ACTIVITY:
Every line below that contains "blue" is to be copied.

RECORD EXCERPTS:
· · · · ·
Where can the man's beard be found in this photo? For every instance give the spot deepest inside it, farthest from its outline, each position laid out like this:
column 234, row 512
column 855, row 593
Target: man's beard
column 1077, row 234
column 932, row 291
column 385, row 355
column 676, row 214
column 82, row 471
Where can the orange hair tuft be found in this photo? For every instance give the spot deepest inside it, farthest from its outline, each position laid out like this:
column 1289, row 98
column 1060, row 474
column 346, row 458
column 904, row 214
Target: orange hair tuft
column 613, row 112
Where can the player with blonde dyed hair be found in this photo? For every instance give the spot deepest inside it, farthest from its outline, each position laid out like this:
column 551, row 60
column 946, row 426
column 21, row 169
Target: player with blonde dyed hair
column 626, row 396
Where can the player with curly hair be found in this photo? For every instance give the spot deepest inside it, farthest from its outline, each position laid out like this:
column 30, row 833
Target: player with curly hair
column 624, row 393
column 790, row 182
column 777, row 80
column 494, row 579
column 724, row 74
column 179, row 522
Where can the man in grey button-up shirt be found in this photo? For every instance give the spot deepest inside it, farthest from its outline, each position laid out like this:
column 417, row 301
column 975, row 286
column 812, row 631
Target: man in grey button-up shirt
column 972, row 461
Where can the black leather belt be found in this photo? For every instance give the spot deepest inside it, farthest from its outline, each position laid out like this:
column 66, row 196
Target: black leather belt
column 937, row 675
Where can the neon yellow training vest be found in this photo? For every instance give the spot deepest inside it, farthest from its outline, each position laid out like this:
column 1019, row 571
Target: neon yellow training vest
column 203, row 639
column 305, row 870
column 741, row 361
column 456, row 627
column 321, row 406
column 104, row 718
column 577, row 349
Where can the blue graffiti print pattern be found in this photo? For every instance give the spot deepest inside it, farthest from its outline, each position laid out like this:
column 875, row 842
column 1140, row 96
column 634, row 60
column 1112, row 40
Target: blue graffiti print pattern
· · · · ·
EXPECTED ANSWER:
Where can the blue graffiti print pattern be found in this photo? For every instance give the spot deepest inside it, farthest from its outline, each position laid out like this:
Target: blue graffiti print pattern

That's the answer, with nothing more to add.